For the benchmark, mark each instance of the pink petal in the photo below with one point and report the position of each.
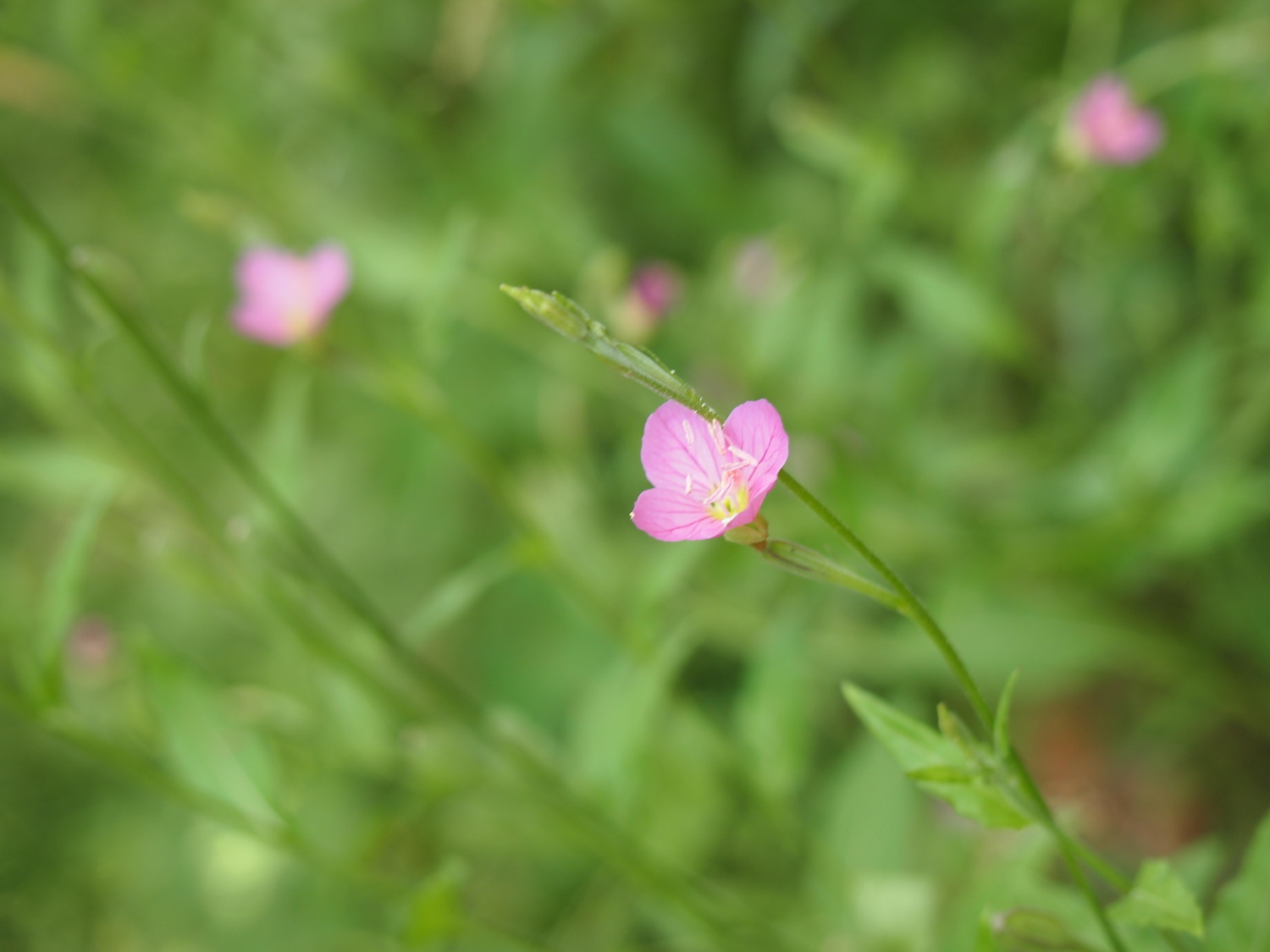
(756, 428)
(263, 271)
(329, 277)
(670, 515)
(263, 324)
(1112, 127)
(677, 446)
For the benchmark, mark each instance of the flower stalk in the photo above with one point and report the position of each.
(645, 368)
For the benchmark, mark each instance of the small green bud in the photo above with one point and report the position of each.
(554, 310)
(1033, 931)
(754, 533)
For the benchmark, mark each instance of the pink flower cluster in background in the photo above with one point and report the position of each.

Given problem:
Copy out all of the entries above word for word and in their original order, leaving out the picture.

Solution to this task:
For the benchmark, mark each instance of the pink petal in the photo below with one point and report the position of each.
(756, 428)
(263, 271)
(329, 277)
(670, 515)
(263, 324)
(1112, 127)
(677, 446)
For the benchmark, mark each instance of the flower stalk in the photo above with one point and report the position of each.
(645, 368)
For the benchmark, mark each instance of the small green bud in the photo above with one point and report the position of each.
(554, 310)
(1033, 931)
(754, 533)
For the benchmark, mark each instance of the pink flower cluster in background in the photo above with one point and report the position of each.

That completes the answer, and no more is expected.